> _PROBLEM_: Copy out the listing below, substituting "marker" for every "keypoint" and changing nothing else.

> _GIVEN DATA_:
--------

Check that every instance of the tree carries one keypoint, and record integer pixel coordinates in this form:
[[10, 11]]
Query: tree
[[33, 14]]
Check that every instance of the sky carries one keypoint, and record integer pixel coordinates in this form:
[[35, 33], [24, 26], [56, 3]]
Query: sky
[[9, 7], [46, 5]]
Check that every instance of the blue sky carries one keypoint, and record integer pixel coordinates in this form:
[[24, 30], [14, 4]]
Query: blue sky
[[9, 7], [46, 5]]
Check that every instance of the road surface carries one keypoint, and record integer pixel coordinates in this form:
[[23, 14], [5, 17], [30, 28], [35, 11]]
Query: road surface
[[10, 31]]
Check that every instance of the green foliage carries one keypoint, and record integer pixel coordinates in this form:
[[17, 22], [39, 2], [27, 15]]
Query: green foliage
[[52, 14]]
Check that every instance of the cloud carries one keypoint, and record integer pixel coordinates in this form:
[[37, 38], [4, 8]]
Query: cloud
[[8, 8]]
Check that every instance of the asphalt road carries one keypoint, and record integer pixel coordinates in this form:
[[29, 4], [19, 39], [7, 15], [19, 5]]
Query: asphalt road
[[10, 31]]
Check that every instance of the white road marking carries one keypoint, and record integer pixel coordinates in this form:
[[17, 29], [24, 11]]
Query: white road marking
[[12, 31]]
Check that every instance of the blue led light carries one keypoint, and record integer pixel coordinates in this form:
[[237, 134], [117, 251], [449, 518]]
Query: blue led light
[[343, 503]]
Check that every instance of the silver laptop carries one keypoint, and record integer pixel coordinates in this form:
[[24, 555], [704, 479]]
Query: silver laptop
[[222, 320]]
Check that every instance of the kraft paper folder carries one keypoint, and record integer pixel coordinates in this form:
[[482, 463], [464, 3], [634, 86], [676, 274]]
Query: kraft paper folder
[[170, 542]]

--------

> _ANSWER FOR THE TASK_:
Check that every instance of the tree carries one marker, and record integer pixel coordinates in this form:
[[10, 11]]
Query: tree
[[33, 14]]
Check that every instance of the sky carries one marker, and record integer pixel coordinates in this form:
[[35, 33], [24, 26], [56, 3]]
Query: sky
[[9, 7], [46, 5]]
Check that every instance of the blue sky carries one marker, and record integer pixel coordinates in this form:
[[24, 30], [14, 4]]
Query: blue sky
[[9, 7], [46, 5]]
Check that every instance of the road surface carries one marker, and record integer pixel coordinates in this form:
[[23, 14], [5, 17], [30, 28], [35, 11]]
Query: road surface
[[10, 31]]
Check that every instance of the green foliage carries one marker, and record integer pixel coordinates in this form:
[[17, 22], [39, 2], [27, 15]]
Query: green foliage
[[52, 14]]
Check that every instance of the cloud carries one marker, and record integer pixel coordinates in this form:
[[37, 38], [4, 8]]
Query: cloud
[[8, 8]]
Check that every instance of the asphalt road carries one marker, and record integer pixel coordinates in this form:
[[29, 4], [19, 39], [7, 15], [19, 5]]
Query: asphalt road
[[10, 31]]
Check that every instance of the white road marking carries one marker, and record integer pixel coordinates in this form:
[[17, 29], [24, 11]]
Query: white road marking
[[12, 31]]
Check that every instance of the blue led light carries one marker, and record integer pixel coordinates in this form:
[[237, 134], [117, 251], [449, 518]]
Query: blue led light
[[343, 503]]
Check that every instance of the silver laptop carries one marker, and record integer pixel coordinates in this form:
[[24, 555], [704, 479]]
Query: silver laptop
[[222, 320]]
Check that every instance of the kraft paper folder carries one marker, and record integer pixel coordinates in this form:
[[482, 463], [464, 3], [634, 86], [676, 274]]
Query: kraft paper folder
[[170, 542]]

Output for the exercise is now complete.